*** PROVIDED INFORMATION

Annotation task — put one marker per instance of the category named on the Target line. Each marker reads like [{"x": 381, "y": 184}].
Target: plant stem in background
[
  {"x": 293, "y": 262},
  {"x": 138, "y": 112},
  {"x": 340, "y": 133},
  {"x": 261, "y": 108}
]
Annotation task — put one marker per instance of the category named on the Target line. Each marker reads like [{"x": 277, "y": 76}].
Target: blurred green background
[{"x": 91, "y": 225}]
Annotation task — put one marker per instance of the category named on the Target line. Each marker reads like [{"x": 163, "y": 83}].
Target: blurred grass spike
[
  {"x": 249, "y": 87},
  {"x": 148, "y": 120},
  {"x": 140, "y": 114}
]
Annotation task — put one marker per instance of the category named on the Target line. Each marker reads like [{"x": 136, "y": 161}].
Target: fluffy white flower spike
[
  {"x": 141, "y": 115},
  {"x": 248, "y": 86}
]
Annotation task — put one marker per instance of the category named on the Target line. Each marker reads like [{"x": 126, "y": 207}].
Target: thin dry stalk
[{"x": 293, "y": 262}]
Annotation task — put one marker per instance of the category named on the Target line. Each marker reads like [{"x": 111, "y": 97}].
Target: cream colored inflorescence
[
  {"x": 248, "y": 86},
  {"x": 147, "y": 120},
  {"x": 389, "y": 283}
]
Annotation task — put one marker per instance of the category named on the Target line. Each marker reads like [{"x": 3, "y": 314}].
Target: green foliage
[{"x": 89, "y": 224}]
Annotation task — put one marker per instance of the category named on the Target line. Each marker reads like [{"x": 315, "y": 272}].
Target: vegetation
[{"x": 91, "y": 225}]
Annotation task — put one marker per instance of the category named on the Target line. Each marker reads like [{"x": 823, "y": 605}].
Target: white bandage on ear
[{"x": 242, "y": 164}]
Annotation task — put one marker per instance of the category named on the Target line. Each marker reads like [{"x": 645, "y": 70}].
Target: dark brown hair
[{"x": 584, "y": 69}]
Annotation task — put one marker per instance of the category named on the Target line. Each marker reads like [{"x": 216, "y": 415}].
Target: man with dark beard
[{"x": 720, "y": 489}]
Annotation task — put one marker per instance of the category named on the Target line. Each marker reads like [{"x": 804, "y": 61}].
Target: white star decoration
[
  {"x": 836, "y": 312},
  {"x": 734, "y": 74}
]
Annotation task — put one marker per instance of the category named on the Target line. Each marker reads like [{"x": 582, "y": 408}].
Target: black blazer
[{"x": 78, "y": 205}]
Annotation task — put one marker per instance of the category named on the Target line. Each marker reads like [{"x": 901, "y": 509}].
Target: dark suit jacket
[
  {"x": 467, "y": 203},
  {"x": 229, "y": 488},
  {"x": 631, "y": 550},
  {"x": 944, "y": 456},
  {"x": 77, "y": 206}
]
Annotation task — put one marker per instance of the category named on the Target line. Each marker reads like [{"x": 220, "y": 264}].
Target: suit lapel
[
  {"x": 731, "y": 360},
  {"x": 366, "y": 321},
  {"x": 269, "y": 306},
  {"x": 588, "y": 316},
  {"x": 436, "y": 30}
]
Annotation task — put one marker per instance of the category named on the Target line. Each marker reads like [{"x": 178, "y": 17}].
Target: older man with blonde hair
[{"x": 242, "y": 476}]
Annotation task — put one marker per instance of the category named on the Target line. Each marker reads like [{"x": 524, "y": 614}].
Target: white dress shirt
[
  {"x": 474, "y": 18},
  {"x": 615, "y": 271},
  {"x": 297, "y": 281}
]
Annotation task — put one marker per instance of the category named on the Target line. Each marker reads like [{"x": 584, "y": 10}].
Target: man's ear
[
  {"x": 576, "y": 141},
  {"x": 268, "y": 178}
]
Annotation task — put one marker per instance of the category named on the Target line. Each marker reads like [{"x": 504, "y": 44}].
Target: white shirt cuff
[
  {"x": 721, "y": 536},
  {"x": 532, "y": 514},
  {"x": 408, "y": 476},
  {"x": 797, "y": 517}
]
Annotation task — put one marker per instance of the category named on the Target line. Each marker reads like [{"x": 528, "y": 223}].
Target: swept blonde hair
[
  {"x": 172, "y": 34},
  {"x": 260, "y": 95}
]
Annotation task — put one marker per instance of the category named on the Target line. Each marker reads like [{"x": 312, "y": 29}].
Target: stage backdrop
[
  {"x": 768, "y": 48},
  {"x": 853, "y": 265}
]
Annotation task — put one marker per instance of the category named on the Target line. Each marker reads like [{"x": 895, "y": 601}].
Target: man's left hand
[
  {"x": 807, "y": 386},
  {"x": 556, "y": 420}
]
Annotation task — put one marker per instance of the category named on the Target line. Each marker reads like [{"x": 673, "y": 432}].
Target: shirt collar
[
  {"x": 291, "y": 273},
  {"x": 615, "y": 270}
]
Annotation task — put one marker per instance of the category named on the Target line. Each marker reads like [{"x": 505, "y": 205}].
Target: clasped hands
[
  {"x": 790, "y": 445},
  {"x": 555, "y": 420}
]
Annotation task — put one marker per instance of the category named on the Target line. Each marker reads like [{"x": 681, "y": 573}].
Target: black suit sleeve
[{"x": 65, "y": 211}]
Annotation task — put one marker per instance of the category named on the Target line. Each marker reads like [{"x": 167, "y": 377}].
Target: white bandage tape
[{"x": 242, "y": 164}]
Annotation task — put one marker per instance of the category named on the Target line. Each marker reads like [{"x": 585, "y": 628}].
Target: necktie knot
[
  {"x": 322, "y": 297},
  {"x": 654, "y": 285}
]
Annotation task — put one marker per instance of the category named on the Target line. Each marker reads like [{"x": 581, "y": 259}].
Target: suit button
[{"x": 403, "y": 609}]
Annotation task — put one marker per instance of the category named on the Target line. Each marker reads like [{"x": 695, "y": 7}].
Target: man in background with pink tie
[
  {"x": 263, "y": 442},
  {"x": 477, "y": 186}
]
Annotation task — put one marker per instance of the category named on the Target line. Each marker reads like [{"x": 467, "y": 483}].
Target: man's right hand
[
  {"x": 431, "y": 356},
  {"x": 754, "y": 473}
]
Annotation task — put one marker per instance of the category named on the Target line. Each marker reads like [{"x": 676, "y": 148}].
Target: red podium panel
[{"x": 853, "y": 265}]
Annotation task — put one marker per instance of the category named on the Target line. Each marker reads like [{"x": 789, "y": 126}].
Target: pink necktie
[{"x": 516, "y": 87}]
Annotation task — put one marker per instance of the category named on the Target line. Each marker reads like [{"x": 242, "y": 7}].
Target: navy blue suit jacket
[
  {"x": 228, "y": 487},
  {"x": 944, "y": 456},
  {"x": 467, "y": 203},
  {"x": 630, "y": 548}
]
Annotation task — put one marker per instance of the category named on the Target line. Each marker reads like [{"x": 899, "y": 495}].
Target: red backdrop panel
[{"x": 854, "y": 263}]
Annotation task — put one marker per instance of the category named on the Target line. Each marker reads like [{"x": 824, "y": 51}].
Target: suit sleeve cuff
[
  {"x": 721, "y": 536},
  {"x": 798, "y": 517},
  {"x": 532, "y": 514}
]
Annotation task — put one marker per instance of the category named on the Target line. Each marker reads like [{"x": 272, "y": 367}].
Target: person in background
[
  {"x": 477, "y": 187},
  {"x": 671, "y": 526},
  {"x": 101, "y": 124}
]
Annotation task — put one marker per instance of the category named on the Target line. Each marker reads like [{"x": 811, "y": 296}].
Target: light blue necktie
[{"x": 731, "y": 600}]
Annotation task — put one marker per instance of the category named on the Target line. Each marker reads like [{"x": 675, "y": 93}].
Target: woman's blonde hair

******

== STATED PROBLEM ==
Every entry above needs to be quoted exactly.

== EXERCISE ANSWER ==
Annotation task — put one marker per instance of the category named on the Target line. Each marker reads like [{"x": 381, "y": 184}].
Target: plant stem in background
[
  {"x": 293, "y": 262},
  {"x": 138, "y": 112},
  {"x": 340, "y": 133},
  {"x": 261, "y": 108}
]
Annotation task — put one marker per instance of the category named on the Target line. Each marker reads like [{"x": 277, "y": 76}].
Target: blurred green background
[{"x": 91, "y": 225}]
Annotation task — put one marker per instance of the category named on the Target line. Each marker reads like [{"x": 163, "y": 83}].
Target: blurred grass spike
[
  {"x": 249, "y": 87},
  {"x": 148, "y": 120},
  {"x": 140, "y": 114}
]
Annotation task — put one marker per instance of the category named on the Target line. Each marker reads like [{"x": 136, "y": 161}].
Target: fluffy white flower spike
[
  {"x": 141, "y": 115},
  {"x": 248, "y": 86}
]
Annotation task — put one marker per instance of the category named on the Target line. Each marker reads like [{"x": 126, "y": 207}].
Target: thin dry stalk
[{"x": 293, "y": 262}]
Annotation task — put one marker per instance of the category named on the Target line. Each marker reads like [{"x": 111, "y": 97}].
Target: cream colored inflorescence
[
  {"x": 248, "y": 86},
  {"x": 147, "y": 120},
  {"x": 389, "y": 283}
]
Annotation task — put one marker per instance of the category named on the Target line. Each marker reads like [{"x": 3, "y": 314}].
Target: green foliage
[{"x": 89, "y": 224}]
Annotation task — put one marker per instance of the category named on the Target line. Each marker reads like [{"x": 315, "y": 272}].
Target: vegetation
[{"x": 91, "y": 225}]
Annotation task — put one marker per instance of the category named on the Target line. Each marker reads like [{"x": 823, "y": 605}].
Target: white bandage on ear
[{"x": 242, "y": 164}]
Annotation task — put one marker per instance of the category named on the Target line. Each marker reads like [{"x": 645, "y": 70}].
Target: dark brown hair
[{"x": 584, "y": 69}]
Annotation task — put one marker per instance of the category named on the Target line. Each marker reads like [{"x": 216, "y": 415}].
Target: man with dark beard
[{"x": 720, "y": 489}]
Annotation task — put one marker per instance of the category named on the Target line. Each marker reads like [{"x": 804, "y": 61}].
Target: white star decoration
[
  {"x": 836, "y": 312},
  {"x": 734, "y": 74}
]
Annotation task — put one marker per instance of the category named on the Target line. Each marker reads like [{"x": 582, "y": 408}].
Target: black blazer
[{"x": 78, "y": 205}]
Annotation task — put one marker per instance of the category named on the Target line. Each marker reads like [{"x": 901, "y": 509}].
Target: dark suit jacket
[
  {"x": 467, "y": 203},
  {"x": 229, "y": 488},
  {"x": 631, "y": 550},
  {"x": 944, "y": 456},
  {"x": 77, "y": 206}
]
Annotation task — put one marker per instance of the category named on the Target line. Each marker reads like [{"x": 220, "y": 264}].
Target: suit lapel
[
  {"x": 731, "y": 360},
  {"x": 366, "y": 321},
  {"x": 269, "y": 306},
  {"x": 588, "y": 316},
  {"x": 436, "y": 30}
]
Annotation task — put one marker per instance of the category named on the Target line. Each marker reads like [{"x": 178, "y": 17}].
Target: older man with blonde hair
[{"x": 242, "y": 476}]
Annotation task — put one marker per instance of the category named on the Target line. Each marker reads like [{"x": 524, "y": 614}].
Target: white dress shirt
[
  {"x": 474, "y": 18},
  {"x": 615, "y": 271},
  {"x": 297, "y": 281}
]
Annotation task — put one marker per instance of the category named on the Target line. Each marker reads like [{"x": 584, "y": 10}].
Target: man's ear
[
  {"x": 576, "y": 141},
  {"x": 268, "y": 178}
]
Annotation task — put one marker per instance of the category named on the Target line. Each marker reads like [{"x": 504, "y": 44}].
Target: white shirt cuff
[
  {"x": 721, "y": 536},
  {"x": 532, "y": 514},
  {"x": 408, "y": 476},
  {"x": 797, "y": 517}
]
Annotation task — put one marker per instance of the category named on the Target line. Each marker reads like [{"x": 528, "y": 223}].
Target: swept blonde hair
[
  {"x": 172, "y": 34},
  {"x": 260, "y": 95}
]
Annotation task — put one marker per instance of the category named on the Target line. Each marker reads like [{"x": 312, "y": 29}].
Target: stage backdrop
[
  {"x": 768, "y": 48},
  {"x": 853, "y": 265}
]
Annotation task — put one marker per instance of the category named on the Target line. Each marker reads like [{"x": 895, "y": 601}].
Target: man's left hand
[
  {"x": 807, "y": 386},
  {"x": 556, "y": 420}
]
Annotation task — put one marker per instance of the category named on the Target line. Each marker reads like [{"x": 673, "y": 432}].
Target: shirt collar
[
  {"x": 291, "y": 273},
  {"x": 615, "y": 270}
]
Annotation task — put one marker per instance of the category named on the Target line. Each marker reads like [{"x": 505, "y": 205}].
Target: clasped hands
[
  {"x": 790, "y": 445},
  {"x": 555, "y": 420}
]
Annotation task — put one marker per instance of the category named on the Target line. Each marker reads like [{"x": 681, "y": 573}].
Target: black suit sleeve
[{"x": 65, "y": 211}]
Annotation task — put one marker per instance of the category named on the Target line. Each marker reads like [{"x": 167, "y": 377}].
Target: white bandage tape
[{"x": 242, "y": 164}]
Annotation task — put one marker per instance of the category named on the Target line. Each marker reads like [{"x": 585, "y": 628}].
Target: necktie knot
[
  {"x": 322, "y": 297},
  {"x": 654, "y": 285}
]
Annotation task — put one marker per instance of the category named on the Target line. Each marker reads like [{"x": 581, "y": 259}].
Target: suit button
[{"x": 403, "y": 609}]
Annotation task — put one marker per instance of the category named on the Target line. Each marker reads like [{"x": 695, "y": 7}].
Target: man in background with pink tie
[
  {"x": 263, "y": 442},
  {"x": 477, "y": 186}
]
Annotation task — put one marker per instance of the category named on the Target line. Each marker reads like [{"x": 467, "y": 483}].
Target: man's right hand
[
  {"x": 431, "y": 356},
  {"x": 754, "y": 473}
]
Annotation task — put one marker per instance of the category named on the Target line. Each marker reads like [{"x": 676, "y": 148}].
Target: red podium panel
[{"x": 853, "y": 265}]
Annotation task — put one marker per instance of the category named on the Target line. Each marker reads like [{"x": 789, "y": 126}].
Target: pink necktie
[{"x": 516, "y": 87}]
Annotation task — put one marker per instance of the category named on the Target line. Each marker reads like [{"x": 242, "y": 7}].
Target: navy blue suit jacket
[
  {"x": 228, "y": 487},
  {"x": 944, "y": 456},
  {"x": 467, "y": 203},
  {"x": 630, "y": 548}
]
Annotation task — put one marker per instance of the category named on the Target line. Each marker reads like [{"x": 899, "y": 495}].
Target: red backdrop panel
[{"x": 854, "y": 263}]
Annotation task — put one marker per instance of the category named on the Target line. Each marker reads like [{"x": 824, "y": 51}].
Target: suit sleeve cuff
[
  {"x": 721, "y": 536},
  {"x": 798, "y": 517},
  {"x": 532, "y": 514}
]
Annotation task — put one marker per instance of the category named on the Target line. Each marker reads like [{"x": 272, "y": 367}].
Target: person in background
[
  {"x": 477, "y": 187},
  {"x": 671, "y": 526},
  {"x": 101, "y": 124}
]
Annotation task — put one marker per instance of the category named on the Target line. Each marker reads like [{"x": 811, "y": 296}].
Target: light blue necktie
[{"x": 731, "y": 600}]
Annotation task — put one marker per instance of the category named on the Target line. Each marker reads like [{"x": 675, "y": 93}].
Target: woman's blonde hair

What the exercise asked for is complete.